SELECTED EXTRACT: Begin
Dr Dan Grant is the CEO of MTPConnect, the medical technologies and pharmaceuticals industry growth centre.
The independent Medical Research Future Fund (MRFF) has emerged as a national asset; a potential difference-maker for the health and wellbeing of Australians. Announced in the 2014 budget, the government promised a $20 billion fund by 2020 to “invest in cure and discovery research by our people for our people.”
Its establishment was hotly contested but successfully executed in 2015, and through all the policy and personnel changes we’ve since seen in Canberra, the MRFF has endured. It’s on track to reach its $20 billion target by 2020–21, as promised.
With more than $700 million available to fund initiatives over the next four years, the MRFF provides a critical focal point for health and medical research. Its sheer size means it has the potential to reshape the research landscape, which is why the recent release of its new ‘Research and Innovation Priorities’, which guide the deployment of funds, was so eagerly anticipated and closely scrutinised.
SELECTED EXTRACT: End
MATERIAL PROVIDED: Begin
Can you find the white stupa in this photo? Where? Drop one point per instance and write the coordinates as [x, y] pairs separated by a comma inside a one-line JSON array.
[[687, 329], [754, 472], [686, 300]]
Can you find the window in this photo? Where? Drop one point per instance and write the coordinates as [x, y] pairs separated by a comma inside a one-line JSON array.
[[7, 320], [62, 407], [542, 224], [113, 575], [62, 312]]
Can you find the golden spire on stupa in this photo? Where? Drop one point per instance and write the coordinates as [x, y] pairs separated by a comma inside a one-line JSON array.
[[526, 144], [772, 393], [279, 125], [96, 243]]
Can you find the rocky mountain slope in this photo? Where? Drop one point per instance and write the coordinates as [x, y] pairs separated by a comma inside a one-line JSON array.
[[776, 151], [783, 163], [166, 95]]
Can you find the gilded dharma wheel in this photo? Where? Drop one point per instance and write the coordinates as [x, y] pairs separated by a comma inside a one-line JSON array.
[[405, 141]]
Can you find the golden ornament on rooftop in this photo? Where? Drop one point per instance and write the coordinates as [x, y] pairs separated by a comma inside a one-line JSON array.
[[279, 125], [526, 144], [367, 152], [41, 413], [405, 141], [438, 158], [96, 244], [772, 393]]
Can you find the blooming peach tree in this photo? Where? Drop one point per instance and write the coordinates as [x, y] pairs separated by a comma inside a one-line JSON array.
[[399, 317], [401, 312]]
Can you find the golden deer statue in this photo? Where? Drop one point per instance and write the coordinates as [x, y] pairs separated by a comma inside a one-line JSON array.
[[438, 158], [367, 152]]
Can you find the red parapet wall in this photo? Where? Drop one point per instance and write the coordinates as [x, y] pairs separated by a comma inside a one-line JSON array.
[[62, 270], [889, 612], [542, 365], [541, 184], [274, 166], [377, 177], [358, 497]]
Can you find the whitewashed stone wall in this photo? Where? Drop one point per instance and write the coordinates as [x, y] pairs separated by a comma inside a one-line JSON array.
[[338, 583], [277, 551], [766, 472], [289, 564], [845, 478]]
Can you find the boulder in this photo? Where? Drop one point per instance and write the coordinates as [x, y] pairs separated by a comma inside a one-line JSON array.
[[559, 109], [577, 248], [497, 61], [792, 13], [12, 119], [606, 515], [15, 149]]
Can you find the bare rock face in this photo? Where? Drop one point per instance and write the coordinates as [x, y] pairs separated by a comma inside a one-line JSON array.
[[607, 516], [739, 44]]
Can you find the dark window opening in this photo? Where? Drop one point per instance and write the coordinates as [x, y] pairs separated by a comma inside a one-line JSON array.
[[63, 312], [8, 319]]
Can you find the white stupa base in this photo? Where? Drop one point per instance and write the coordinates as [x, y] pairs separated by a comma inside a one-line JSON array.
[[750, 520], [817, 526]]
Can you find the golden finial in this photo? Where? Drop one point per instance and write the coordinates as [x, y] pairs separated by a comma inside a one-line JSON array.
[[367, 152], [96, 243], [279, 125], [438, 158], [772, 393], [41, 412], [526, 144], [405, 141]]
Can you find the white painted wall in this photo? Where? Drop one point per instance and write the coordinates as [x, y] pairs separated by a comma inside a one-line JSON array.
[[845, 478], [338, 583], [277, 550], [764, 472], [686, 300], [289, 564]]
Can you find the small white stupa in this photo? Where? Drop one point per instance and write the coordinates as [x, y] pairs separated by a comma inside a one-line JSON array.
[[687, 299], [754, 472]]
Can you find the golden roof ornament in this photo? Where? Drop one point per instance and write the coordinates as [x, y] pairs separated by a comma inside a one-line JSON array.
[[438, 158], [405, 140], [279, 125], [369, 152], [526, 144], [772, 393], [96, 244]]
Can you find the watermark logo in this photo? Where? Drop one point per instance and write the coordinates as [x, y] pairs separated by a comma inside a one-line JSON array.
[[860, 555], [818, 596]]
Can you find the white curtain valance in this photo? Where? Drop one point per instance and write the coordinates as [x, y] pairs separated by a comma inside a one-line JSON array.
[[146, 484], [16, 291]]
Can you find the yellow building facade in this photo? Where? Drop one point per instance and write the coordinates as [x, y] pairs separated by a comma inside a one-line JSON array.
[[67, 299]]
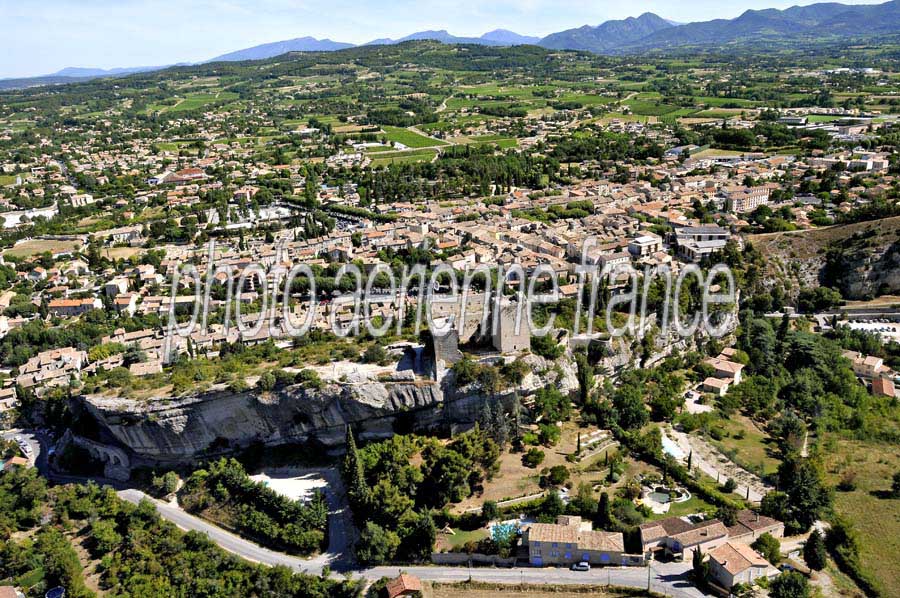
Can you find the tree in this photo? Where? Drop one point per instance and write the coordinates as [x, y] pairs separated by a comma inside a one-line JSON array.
[[699, 566], [727, 514], [768, 546], [552, 506], [418, 544], [354, 475], [805, 496], [266, 381], [533, 457], [376, 545], [585, 377], [629, 407], [789, 585], [165, 484], [814, 551], [104, 536], [489, 510], [604, 512]]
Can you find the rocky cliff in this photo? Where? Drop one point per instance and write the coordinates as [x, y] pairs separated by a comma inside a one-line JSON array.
[[861, 260], [176, 430], [171, 431]]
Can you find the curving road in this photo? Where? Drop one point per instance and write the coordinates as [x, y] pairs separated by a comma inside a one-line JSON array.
[[669, 579]]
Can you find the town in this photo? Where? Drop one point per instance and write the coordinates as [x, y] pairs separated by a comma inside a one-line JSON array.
[[436, 319]]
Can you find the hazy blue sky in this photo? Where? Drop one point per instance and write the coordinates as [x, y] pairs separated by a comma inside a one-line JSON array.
[[44, 36]]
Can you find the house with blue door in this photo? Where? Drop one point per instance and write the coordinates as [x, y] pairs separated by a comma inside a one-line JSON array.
[[571, 540], [676, 537]]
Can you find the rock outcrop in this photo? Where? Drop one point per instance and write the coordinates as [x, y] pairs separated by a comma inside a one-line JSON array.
[[862, 260], [179, 430]]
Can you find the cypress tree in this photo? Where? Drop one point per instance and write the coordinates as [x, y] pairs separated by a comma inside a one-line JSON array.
[[354, 477], [814, 551]]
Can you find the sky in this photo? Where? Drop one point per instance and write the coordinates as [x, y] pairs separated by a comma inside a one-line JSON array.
[[42, 37]]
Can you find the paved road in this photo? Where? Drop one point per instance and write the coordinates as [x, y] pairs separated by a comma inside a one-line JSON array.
[[669, 579], [666, 578]]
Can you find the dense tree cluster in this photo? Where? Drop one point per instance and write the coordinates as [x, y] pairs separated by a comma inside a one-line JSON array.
[[224, 492], [139, 553]]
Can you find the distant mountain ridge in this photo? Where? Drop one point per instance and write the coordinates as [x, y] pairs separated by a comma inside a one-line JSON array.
[[299, 44], [607, 36], [633, 35], [816, 21], [497, 37]]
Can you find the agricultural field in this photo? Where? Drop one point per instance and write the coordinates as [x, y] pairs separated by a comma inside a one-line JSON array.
[[869, 508], [409, 138], [38, 246], [191, 102], [401, 157]]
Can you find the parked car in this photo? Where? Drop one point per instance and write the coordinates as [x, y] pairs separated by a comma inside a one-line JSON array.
[[582, 566]]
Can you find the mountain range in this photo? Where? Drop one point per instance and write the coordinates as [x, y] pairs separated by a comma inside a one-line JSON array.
[[647, 32]]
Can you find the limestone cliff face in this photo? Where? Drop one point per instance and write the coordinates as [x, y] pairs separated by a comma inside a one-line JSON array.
[[862, 260], [177, 430]]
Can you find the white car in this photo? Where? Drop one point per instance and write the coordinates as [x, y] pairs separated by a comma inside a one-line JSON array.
[[582, 566]]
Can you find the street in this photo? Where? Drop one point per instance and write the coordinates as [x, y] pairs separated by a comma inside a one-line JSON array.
[[670, 579]]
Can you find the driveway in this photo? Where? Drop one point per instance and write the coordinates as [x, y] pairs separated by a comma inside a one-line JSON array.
[[671, 579]]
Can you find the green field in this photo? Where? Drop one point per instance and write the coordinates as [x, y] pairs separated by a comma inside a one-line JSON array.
[[421, 155], [875, 516], [409, 138], [193, 102]]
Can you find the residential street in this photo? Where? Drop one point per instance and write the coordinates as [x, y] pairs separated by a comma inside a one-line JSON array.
[[666, 578], [670, 579]]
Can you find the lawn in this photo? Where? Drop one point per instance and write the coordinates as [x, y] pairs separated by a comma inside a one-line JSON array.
MATERIAL PROVIDED: End
TASKS TO CARRY OUT =
**a.** List every year or year range mentioned in the article on the Medical Research Future Fund, in the order they first appear.
**b.** Continue the article on the Medical Research Future Fund from the point where it stops.

ANSWERS TO THE TASKS =
**a.**
2014
2020
2015
2020–21

**b.**
The 12 MRFF priority areas for 2018-2020, some new and some refreshed from the first set of priorities, include primary care research, Aboriginal and Torres Strait Islander Health, consumer-driven research and aged care.
They reflect a shift in health and medical research from illness treatment to health and wellbeing management and point to a future of health which is digital, personalised, affordable, consumer-centric, scalable and global.
The emphasis on aged care is particularly welcome. The most recent Intergenerational Report from government found that in about 40 years, Australia will have 40,000 people over the age of 100, compared to the 122 centenarians we had in 1975. And as we live longer, the burden of disease increases.
The new MRFF priorities note that “optimising the physical and cognitive health and wellbeing of older Australians is one of society’s greatest challenges.” To help address this so-called ‘ageing tsunami’, it flags “significant investment” to boost research into ageing and aged care.
This is where our regenerative medicine sector is ideally placed to help. There are already more than 1,200 researchers across 12 Australian universities and 45 medical research institutes, and more than 30 Australian companies actively investigating therapies to tackle cardiovascular disease and neurodegenerative disorders like Alzheimer’s disease and other dimentias which are the leading causes of death for older Australians.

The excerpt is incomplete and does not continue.